━━ EXERCISE DATA

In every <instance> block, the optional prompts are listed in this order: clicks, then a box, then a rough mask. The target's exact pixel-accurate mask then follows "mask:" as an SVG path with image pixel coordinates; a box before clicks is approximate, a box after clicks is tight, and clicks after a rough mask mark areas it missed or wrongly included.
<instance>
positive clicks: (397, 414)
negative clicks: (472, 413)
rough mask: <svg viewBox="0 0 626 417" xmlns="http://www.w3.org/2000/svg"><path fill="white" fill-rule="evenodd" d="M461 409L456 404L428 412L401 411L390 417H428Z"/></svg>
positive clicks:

━━━━
━━ EXERCISE DATA

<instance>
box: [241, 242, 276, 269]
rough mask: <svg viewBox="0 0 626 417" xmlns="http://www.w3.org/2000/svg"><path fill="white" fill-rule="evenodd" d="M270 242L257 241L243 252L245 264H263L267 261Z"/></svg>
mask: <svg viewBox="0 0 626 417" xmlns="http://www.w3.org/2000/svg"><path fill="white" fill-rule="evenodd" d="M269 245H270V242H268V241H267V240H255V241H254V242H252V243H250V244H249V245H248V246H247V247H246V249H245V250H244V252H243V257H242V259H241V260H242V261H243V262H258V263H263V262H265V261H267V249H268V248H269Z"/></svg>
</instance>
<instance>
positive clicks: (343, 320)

━━━━

- **WORK ITEM**:
Pick out each line above that includes "clicks" and show it.

- **EXERCISE SOLUTION**:
In every <instance> block, the optional prompts are listed in this order: clicks, then a box, then a rough mask. The target's exact pixel-accurate mask then follows "mask:" as an SVG path with image pixel coordinates; a box before clicks is approximate, a box after clicks is tight, and clicks after a rough mask mark areas it missed or wrongly included.
positive clicks: (397, 414)
negative clicks: (472, 413)
positive clicks:
positive clicks: (343, 320)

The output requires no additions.